> [Task inputs]:
◆ ◆ ◆

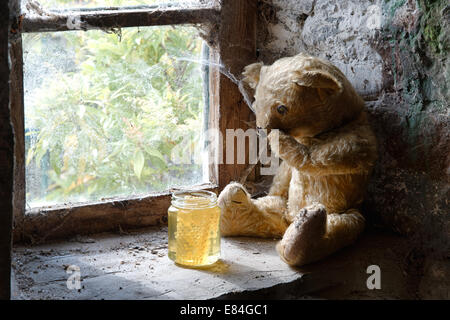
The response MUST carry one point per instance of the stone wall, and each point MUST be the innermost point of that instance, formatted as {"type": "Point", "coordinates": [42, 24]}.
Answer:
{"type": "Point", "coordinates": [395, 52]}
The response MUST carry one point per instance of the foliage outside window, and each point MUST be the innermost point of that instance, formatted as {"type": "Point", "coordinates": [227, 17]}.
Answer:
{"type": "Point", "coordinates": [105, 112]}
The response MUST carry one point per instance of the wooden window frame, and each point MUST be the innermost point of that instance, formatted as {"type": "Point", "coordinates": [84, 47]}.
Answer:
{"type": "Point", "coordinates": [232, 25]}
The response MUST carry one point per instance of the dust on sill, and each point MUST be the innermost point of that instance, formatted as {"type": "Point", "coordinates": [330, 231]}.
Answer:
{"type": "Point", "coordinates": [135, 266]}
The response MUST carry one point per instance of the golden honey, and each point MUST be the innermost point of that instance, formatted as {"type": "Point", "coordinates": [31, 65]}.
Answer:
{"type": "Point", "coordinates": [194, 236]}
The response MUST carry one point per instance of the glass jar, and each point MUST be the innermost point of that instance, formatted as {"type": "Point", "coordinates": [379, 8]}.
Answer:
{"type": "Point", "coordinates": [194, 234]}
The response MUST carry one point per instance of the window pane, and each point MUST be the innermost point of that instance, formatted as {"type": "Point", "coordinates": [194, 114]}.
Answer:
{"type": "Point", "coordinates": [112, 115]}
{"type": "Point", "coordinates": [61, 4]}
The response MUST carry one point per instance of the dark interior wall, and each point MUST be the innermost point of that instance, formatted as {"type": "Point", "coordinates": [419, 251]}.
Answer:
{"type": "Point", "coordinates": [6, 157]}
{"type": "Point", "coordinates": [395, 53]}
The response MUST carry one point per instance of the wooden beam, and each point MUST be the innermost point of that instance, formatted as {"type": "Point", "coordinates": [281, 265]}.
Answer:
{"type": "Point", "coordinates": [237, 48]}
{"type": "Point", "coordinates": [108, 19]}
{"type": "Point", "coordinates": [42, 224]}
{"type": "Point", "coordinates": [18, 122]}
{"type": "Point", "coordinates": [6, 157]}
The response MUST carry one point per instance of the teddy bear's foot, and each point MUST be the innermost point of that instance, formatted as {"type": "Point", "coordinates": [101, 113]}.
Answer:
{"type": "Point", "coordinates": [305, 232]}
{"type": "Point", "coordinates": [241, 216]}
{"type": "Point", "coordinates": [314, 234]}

◆ ◆ ◆

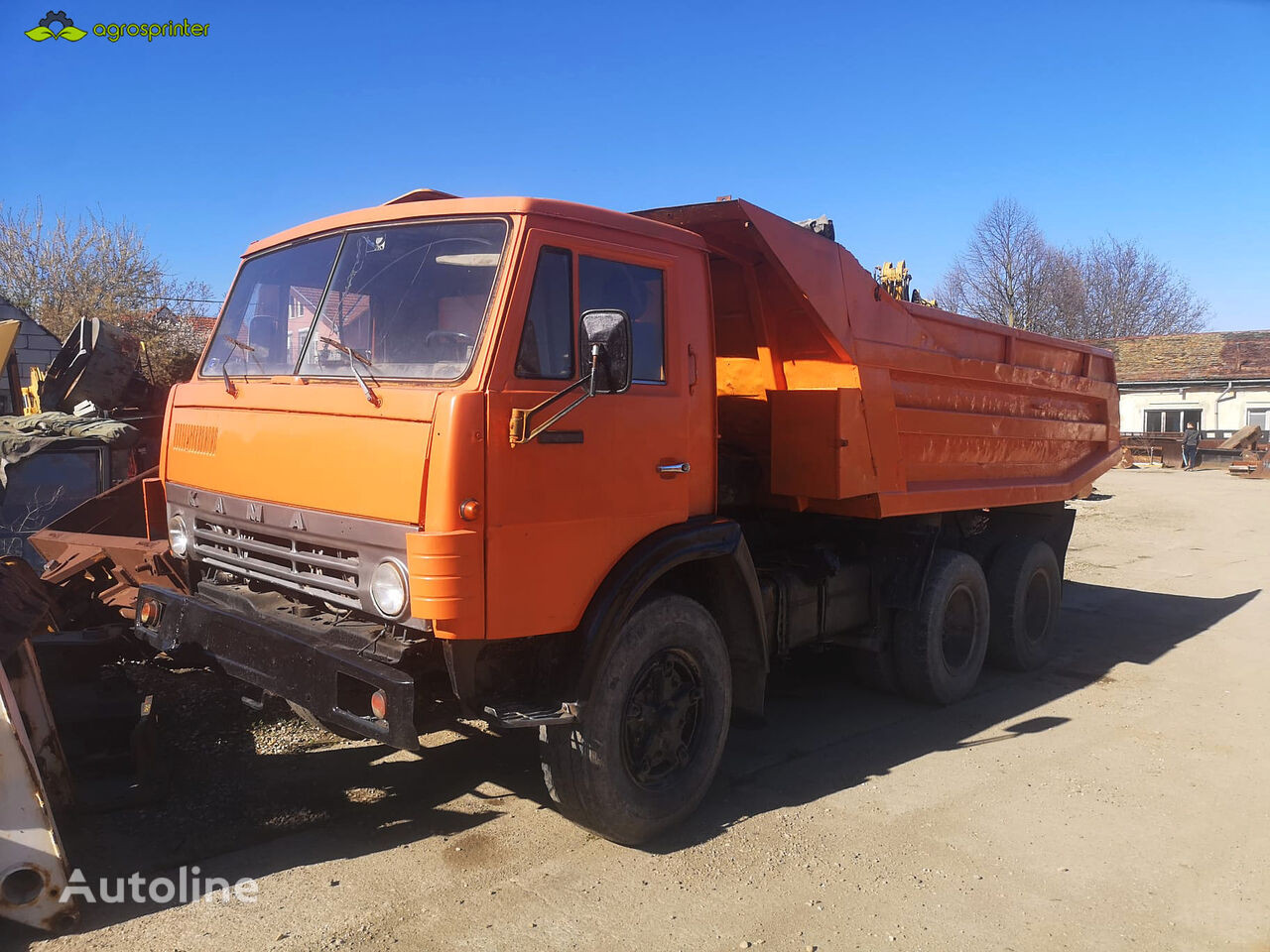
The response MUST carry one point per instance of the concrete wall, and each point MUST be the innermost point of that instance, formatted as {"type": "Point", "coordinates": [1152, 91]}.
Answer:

◆ ◆ ◆

> [Task item]: Return a copy of each line in the entries that contains "wooden".

> [Reply to the exercise]:
The response MUST carry one point per instance of the wooden window frame, and each point MUST be the innermost point of that instance, formatted as {"type": "Point", "coordinates": [84, 47]}.
The response MUST carry one point per instance of the wooden beam, and each point MUST be the innermost point of that instance, formatted as {"type": "Point", "coordinates": [281, 265]}.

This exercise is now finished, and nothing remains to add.